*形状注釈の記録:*
____

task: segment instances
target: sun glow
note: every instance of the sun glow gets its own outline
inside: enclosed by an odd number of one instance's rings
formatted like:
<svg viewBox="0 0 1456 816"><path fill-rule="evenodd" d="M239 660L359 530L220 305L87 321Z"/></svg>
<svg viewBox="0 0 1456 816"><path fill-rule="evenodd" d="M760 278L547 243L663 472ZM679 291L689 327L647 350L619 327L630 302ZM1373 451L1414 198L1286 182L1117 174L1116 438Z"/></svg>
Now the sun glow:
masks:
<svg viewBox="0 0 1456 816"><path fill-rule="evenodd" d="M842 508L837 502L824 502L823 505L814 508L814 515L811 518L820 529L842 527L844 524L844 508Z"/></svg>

____

*与えられた課題:* 上記の記録をすべて、空行を除いて1行につき1つの文字列とし、JSON形式の配列にまとめてください。

*最終回答:*
[
  "task: segment instances",
  "target: sun glow",
  "note: every instance of the sun glow gets its own outline",
  "inside: enclosed by an odd number of one instance's rings",
  "formatted like:",
  "<svg viewBox=\"0 0 1456 816\"><path fill-rule=\"evenodd\" d=\"M239 660L359 530L220 305L87 321Z\"/></svg>",
  "<svg viewBox=\"0 0 1456 816\"><path fill-rule=\"evenodd\" d=\"M760 278L547 243L663 472ZM679 291L689 327L647 350L619 327L630 302ZM1373 451L1414 198L1286 182L1117 174L1116 438Z\"/></svg>",
  "Now the sun glow:",
  "masks:",
  "<svg viewBox=\"0 0 1456 816\"><path fill-rule=\"evenodd\" d=\"M842 508L837 502L824 502L823 505L814 508L814 515L811 518L820 529L842 527L844 524L844 508Z\"/></svg>"
]